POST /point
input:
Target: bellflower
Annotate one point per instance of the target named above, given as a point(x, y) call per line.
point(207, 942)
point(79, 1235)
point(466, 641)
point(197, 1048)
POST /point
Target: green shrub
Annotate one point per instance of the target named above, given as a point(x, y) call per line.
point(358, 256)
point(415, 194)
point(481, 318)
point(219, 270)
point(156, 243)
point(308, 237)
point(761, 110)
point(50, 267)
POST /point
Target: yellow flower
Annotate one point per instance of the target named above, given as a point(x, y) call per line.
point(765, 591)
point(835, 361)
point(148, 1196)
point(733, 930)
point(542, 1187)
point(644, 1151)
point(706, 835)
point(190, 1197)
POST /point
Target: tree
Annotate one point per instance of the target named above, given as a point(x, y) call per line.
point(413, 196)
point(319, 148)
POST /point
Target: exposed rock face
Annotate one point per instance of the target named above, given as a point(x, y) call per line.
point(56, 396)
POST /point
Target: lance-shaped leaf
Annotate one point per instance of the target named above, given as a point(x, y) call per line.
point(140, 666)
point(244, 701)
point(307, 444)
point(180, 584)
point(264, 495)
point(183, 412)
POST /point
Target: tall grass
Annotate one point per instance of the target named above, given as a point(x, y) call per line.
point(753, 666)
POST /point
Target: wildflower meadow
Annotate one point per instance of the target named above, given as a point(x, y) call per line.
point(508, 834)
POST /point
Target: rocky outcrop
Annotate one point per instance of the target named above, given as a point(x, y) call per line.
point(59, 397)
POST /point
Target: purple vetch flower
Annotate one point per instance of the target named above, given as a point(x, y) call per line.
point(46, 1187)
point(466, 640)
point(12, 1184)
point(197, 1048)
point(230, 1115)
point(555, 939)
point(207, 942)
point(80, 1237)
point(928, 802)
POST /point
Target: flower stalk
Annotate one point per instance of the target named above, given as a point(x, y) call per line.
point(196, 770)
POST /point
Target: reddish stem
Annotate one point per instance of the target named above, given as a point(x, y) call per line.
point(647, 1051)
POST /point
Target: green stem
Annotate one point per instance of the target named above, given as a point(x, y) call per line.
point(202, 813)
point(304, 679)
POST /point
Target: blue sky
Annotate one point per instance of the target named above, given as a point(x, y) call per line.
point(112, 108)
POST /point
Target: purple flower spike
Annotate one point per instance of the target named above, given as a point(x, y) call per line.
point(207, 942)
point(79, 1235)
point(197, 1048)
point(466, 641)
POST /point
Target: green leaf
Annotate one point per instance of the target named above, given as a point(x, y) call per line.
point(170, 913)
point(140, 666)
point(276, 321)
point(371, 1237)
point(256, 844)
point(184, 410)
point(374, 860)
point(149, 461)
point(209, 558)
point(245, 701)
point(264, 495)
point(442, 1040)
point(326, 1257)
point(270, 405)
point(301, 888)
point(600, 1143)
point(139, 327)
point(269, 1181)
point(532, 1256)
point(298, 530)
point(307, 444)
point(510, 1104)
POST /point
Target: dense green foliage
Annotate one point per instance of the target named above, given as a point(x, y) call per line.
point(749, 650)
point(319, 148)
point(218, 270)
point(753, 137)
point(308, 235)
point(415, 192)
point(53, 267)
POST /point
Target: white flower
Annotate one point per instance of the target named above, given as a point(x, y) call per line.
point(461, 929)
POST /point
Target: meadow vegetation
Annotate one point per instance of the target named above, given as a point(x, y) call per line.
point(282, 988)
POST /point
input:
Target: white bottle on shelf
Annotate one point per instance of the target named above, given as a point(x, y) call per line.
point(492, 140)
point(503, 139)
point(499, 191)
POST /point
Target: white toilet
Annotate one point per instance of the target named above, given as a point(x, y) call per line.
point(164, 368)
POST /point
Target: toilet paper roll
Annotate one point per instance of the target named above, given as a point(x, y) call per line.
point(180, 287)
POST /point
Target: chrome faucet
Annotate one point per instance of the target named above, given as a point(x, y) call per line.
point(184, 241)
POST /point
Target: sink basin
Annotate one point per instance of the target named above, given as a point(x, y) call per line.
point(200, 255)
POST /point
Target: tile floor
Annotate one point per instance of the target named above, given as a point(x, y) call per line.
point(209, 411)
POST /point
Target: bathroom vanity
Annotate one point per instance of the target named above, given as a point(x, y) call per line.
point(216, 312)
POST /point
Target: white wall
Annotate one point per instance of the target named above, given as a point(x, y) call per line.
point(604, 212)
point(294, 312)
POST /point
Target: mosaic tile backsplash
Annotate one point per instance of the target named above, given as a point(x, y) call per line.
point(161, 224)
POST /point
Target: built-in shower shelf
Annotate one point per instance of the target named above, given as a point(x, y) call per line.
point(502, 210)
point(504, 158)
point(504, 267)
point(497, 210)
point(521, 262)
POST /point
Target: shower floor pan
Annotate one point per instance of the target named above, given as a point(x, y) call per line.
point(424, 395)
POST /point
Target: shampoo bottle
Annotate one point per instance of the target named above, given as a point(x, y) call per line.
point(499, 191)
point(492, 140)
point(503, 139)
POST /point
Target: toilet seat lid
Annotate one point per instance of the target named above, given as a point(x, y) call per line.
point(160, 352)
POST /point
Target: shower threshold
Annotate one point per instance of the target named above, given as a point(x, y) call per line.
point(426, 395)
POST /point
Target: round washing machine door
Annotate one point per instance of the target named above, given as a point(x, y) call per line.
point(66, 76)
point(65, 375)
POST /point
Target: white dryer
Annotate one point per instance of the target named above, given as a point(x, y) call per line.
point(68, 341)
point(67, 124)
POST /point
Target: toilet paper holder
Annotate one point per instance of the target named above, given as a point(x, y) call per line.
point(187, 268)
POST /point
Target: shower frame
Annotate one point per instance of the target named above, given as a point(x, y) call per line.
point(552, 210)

-=-=-

Your answer must be the lines from the first line of the records through the line containing "Target: green shrub", copied exactly.

(Solution for this task)
POST /point
input:
Target: bellflower
Annotate one point per instance of the target named above, given as a point(x, y) call per line.
point(207, 942)
point(79, 1235)
point(466, 641)
point(197, 1048)
POST /point
Target: green shrub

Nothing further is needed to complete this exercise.